The heating fan speed affects the AH output combined with GPM and temp of water supplied, and in some cases steam. 

For instance a first company air handler, 3 ton drive (AC) on medium high fan speed, with 5 gpm supplied at 160 degrees will deliver 62,000 Btus of heat with a 25 degree delta t.

I don't know what I'm talking about? Stick to plumbing please.

Remember I'm not the gullible guy almost taken by a 419 scam


----------



## OldSchool

ZL700 said:


> You still don't get it.
> 
> If you go to a manufacturer of hydronic air handlers, you select the AC size desired, then if your not buying a heat coil module, thus the coil is packaged in the cabinet, meaning the air handler has two coils.
> 
> Then depending on the AC capacity the AC coil will be a flat angled coil, a-coil, n-coil, and so on.
> 
> The preinstalled water/steam coil is typically a flat coil located downstream of the fan.
> 
> Then not being a variable speed unit, the fan will be a 3 or 4 speed fan, giving you choices of CFM for both heating and cooling application.
> 
> The heating fan speed affects the AH output combined with GPM and temp of water supplied, and in some cases steam.
> 
> For instance a first company air handler, 3 ton drive (AC) on medium high fan speed, with 5 gpm supplied at 160 degrees will deliver 62,000 Btus of heat with a 25 degree delta t.
> 
> I don't know what I'm talking about? Stick to plumbing please.

* * *

Set tasks -
**a.** Reproduce the stretch of the air handler thread from "## OldSchool" through "and cooling application.", keeping every word and mark unchanged.
**b.** Put this sentence from the air handler thread into Spanish: "The preinstalled water/steam coil is typically a flat coil located downstream of the fan."

Provided material -
* * *

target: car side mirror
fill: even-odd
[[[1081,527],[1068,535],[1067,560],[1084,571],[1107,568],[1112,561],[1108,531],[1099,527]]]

* * *

Task-by-task answers -
**a.**
## OldSchool

ZL700 said:


> You still don't get it.
> 
> If you go to a manufacturer of hydronic air handlers, you select the AC size desired, then if your not buying a heat coil module, thus the coil is packaged in the cabinet, meaning the air handler has two coils.
> 
> Then depending on the AC capacity the AC coil will be a flat angled coil, a-coil, n-coil, and so on.
> 
> The preinstalled water/steam coil is typically a flat coil located downstream of the fan.
> 
> Then not being a variable speed unit, the fan will be a 3 or 4 speed fan, giving you choices of CFM for both heating and cooling application.

**b.** El serpentín de agua/vapor preinstalado suele ser un serpentín plano ubicado aguas abajo del ventilador.